→ Short task
List every line in the data below that contains the word "pink", copying each one in full.

• • • • • • •

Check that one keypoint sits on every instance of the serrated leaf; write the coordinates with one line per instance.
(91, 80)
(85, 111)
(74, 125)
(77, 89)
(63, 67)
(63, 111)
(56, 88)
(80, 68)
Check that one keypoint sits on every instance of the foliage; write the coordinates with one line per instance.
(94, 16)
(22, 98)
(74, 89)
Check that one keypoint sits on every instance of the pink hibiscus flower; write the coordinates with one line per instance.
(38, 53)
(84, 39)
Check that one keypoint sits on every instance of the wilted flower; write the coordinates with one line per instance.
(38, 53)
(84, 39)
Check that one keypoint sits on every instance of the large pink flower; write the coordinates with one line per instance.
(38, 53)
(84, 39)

• • • • • • •

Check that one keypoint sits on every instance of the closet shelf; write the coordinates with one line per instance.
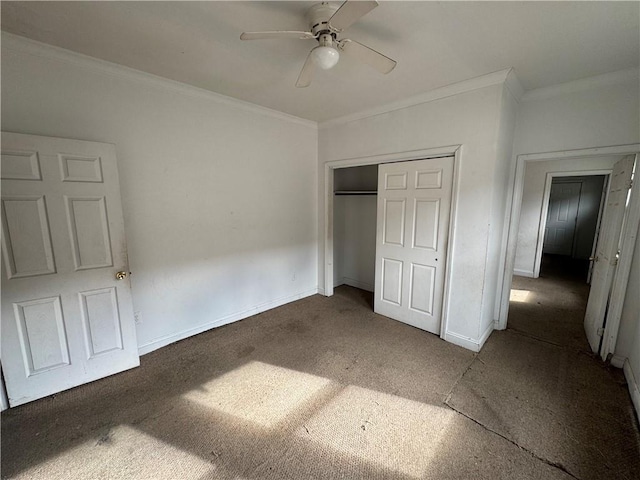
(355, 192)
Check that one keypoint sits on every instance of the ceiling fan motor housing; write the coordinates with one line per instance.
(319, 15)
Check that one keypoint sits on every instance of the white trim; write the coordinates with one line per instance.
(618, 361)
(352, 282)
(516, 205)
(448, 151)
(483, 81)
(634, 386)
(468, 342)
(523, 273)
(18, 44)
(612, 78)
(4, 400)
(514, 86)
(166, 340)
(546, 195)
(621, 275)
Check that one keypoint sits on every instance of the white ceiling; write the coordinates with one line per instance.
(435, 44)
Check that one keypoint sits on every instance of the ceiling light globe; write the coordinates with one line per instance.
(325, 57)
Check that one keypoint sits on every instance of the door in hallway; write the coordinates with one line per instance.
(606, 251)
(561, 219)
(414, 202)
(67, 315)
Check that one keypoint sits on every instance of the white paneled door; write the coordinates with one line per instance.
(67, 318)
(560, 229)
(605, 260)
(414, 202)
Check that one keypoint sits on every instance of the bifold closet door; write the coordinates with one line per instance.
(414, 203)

• • • • • • •

→ Answer for the task
Check that one keypoint sits on every instance of the pink hibiscus flower; write the coordinates with one line per instance.
Check that one keypoint sits on every instance of the large pink flower; write the coordinates with one line per instance.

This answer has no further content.